• Exercício proposto a: Segundo o texto sobre o Trilili Café, em que rua ficava a pastelaria que o autor tinha com o pai?

:: Trecho selecionado

Outono em Campos do Jordão: imperdível! |
Durante o tempo em que fui proprietário de um café-lanchonete-bar na cidade de Campos do Jordão, o saudoso Trilili Café, me aperfeiçoei na função de atender - bem e com prazer - a todo tipo de público. Estudantes universitários, empresários, advogados, excursões de terceira idade, skatistas chapados, roqueiros, pagodeiros, menores de idade querendo mentir a idade para tentar um golinho só de cerveja (o que nunca conseguiram no Trilili, eu garanto), desocupados, travestis, prostitutas, turistas, gente da terra, gente fina e gente grossa. Eu já aprendera a gostar de atender as pessoas nos anos em que meu pai e eu possuíamos uma pastelaria na Rua Teodoro Sampaio, em Pinheiros, São Paulo. Mas, na pastelaria, o público era quase que totalmente formado por músicos que iam comprar instrumentos nas lojas da rua e músicos que trabalhavam vendendo instrumentos musicais para outros músicos.
O movimento no Trilili era eclético, mas organizado. Às segundas e terças-feiras nós recebíamos os cozinheiros e garçons dos hotéis e restaurantes da cidade. Quarta-feira era a noite dos empresários, donos de pousadas, proprietários de restaurantes tradicionais da cidade e comerciantes em geral. As noites de quinta eram animadas, com shows variados e público idem. Sextas e sábados, você deve imaginar, eram noites de baladas, e não raro eu ficava até quase seis horas da manhã trabalhando – e bebendo. Estudantes universitários e desocupados em geral compareciam todos os dias – e noites, claro. Domingo nos dávamos ao luxo de não abrir o Trilili Café, motivo de reclamações de muitos clientes que se diziam “órfãos dominicais”.

::::
:: Dados da tarefa

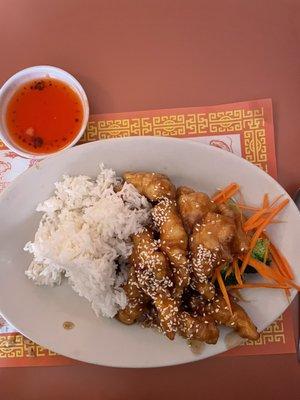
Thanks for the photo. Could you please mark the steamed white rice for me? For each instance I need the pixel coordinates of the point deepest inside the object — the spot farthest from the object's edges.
(84, 235)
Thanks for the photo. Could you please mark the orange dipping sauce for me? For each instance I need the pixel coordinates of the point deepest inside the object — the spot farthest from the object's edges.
(44, 116)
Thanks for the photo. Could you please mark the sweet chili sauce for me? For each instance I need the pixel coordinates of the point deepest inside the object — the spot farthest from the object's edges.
(44, 116)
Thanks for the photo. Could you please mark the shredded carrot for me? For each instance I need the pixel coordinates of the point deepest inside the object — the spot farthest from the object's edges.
(226, 193)
(246, 207)
(258, 285)
(266, 272)
(223, 290)
(267, 252)
(268, 219)
(245, 261)
(250, 223)
(237, 272)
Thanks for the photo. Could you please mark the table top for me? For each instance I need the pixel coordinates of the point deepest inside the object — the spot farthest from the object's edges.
(136, 55)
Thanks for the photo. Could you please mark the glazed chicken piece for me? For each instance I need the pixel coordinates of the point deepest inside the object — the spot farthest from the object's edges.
(203, 329)
(241, 241)
(210, 244)
(239, 321)
(173, 242)
(193, 206)
(151, 185)
(153, 276)
(137, 299)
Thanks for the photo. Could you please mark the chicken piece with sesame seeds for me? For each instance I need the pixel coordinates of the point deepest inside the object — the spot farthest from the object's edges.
(173, 242)
(210, 244)
(238, 320)
(241, 240)
(199, 328)
(153, 275)
(136, 299)
(154, 186)
(193, 206)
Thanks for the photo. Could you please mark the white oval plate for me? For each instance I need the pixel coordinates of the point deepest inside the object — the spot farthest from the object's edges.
(39, 312)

::::

• Exercício proposto b: Transcreva sem alterações a parte das entradas que começa na linha que contém "Thanks for the photo. Could you please mark the table" e segue até o fim das entradas, incluindo essa primeira linha e a última.

• Resposta correta a: Na Rua Teodoro Sampaio, em Pinheiros, São Paulo.

• Resposta correta b:
Thanks for the photo. Could you please mark the table top for me? For each instance I need the pixel coordinates of the point deepest inside the object — the spot farthest from the object's edges.
(136, 55)
Thanks for the photo. Could you please mark the glazed chicken piece for me? For each instance I need the pixel coordinates of the point deepest inside the object — the spot farthest from the object's edges.
(203, 329)
(241, 241)
(210, 244)
(239, 321)
(173, 242)
(193, 206)
(151, 185)
(153, 276)
(137, 299)
Thanks for the photo. Could you please mark the chicken piece with sesame seeds for me? For each instance I need the pixel coordinates of the point deepest inside the object — the spot farthest from the object's edges.
(173, 242)
(210, 244)
(238, 320)
(241, 240)
(199, 328)
(153, 275)
(136, 299)
(154, 186)
(193, 206)
Thanks for the photo. Could you please mark the white oval plate for me? For each instance I need the pixel coordinates of the point deepest inside the object — the spot farthest from the object's edges.
(39, 312)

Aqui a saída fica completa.